TEXT PROVIDED –
In this tutorial, we will study the wifi signal power in a flat. An awesome flat is especially designed for the experiment, with 2 walls:

Even if the flat seems small enough to be covered by wifi everywhere, it is still interesting to study where the signal’s power is the lowest. We will study where to put the hotspot to get the best coverage, and as we’re a bit lazy we will only put it next to the left wall.

## Physics

In a nutshell, the Wifi is a electromagnetic wave that contains a signal : Internet data. Electromagnetic waves are well know by physicists and are ruled by the 4 Maxwell equations which give you the solution for E, the electrical field, and B, the magnetic field, in space but also in time.

We don’t care about the time here, because the signal period is really short so our internet quality will not change with time. Without time, we’re looking for stationaries solutions, and the Maxwell equations can be simplified to one equation, the Helmholtz one :

$\nabla^{2}E + \frac{k^{2}}{n^{2}}E = 0$

Where k is the angular wavenumber of the wifi signal, and n the refractive index of the material the wave is in.

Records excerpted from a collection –
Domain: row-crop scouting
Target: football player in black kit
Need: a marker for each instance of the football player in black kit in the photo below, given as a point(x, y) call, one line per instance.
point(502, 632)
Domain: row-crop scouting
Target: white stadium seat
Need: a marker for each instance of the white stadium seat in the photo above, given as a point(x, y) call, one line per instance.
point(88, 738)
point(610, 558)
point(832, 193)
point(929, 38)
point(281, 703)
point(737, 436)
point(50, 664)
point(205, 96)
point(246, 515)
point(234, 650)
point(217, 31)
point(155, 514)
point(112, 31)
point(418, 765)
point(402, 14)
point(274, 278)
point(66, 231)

DESCRIPTION OF THE TASK – How would you say this sentence from the wifi tutorial in Spanish: "Even if the flat seems small enough to be covered by wifi everywhere, it is still interesting to study where the signal’s power is the lowest."

RESPONSE – Aunque el piso parezca lo bastante pequeño como para tener cobertura wifi en todas partes, sigue siendo interesante estudiar dónde la potencia de la señal es más baja.